Ce n’est pas une surprise. L’Azerbaïdjan a récemment augmenté sa production de pétrole et de gaz, et vise à diversifier son économie en développant l’exploitation minière.
Au lieu de cela, le pays a appelé à une trêve mondiale qui coïnciderait avec la conférence. Dans une lettre ouverte du 21 septembre, le président de la COP29, Mukhtar Babayev, écrivait :
« [La Cop29] est une chance unique de combler les fossés et de trouver des voies vers une paix durable… La dévastation des écosystèmes et la pollution causée par les conflits aggravent le changement climatique et sapent nos efforts pour sauvegarder la planète ».
L’Azerbaïdjan se positionne ainsi comme un artisan de la paix. Ce qui contraste fortement avec le bilan du pays en matière d’agressions militaires, de violations des droits de l’homme ou même de violations du droit international, qui l’ont amené à faire face à des allégations de génocide.
Autrement dit, l’Azerbaïdjan utilise à la fois la COP29 pour « écoblanchir » (greenwashing) et « pacifier » son image sur la scène internationale, en dépit de ses ambitions territoriales expansionnistes.
Les offensives de l’Azerbaïdjan dans le Haut-Karabakh
En septembre 2020, l’Azerbaïdjan a lancé une guerre de six semaines dans le Haut-Karabakh, une région frontalière revendiquée à la fois par l’Arménie et l’Azerbaïdjan, qui a fait plus de 7 000 victimes. L’Azerbaïdjan a ainsi pu récupérer la plupart des territoires qu’il avait perdus lors des conflits précédents. Un cessez-le-feu a finalement été négocié par la Russie, mais les tensions ont persisté.

__Enregistrements extraits__:
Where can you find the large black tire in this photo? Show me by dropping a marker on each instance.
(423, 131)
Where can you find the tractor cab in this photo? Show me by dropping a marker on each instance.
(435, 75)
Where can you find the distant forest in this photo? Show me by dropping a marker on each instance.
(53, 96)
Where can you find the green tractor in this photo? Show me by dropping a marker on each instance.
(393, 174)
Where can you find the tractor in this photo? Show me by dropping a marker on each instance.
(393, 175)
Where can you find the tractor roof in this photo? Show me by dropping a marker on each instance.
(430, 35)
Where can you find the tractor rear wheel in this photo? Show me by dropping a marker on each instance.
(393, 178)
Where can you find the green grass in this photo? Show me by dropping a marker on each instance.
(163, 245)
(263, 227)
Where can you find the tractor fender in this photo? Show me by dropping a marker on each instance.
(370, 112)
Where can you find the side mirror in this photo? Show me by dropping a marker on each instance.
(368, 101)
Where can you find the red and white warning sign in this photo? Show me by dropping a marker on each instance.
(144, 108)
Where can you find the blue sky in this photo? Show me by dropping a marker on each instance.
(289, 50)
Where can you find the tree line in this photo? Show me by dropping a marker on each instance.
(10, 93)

__Consigne__:
Recopiez le passage du texte sur l’Azerbaïdjan et la COP29 allant de « Ce n’est pas » jusqu’à « développant l’exploitation minière. », en remplaçant « pétrole » par « charbon ».

__Votre réponse__:
Ce n’est pas une surprise. L’Azerbaïdjan a récemment augmenté sa production de charbon et de gaz, et vise à diversifier son économie en développant l’exploitation minière.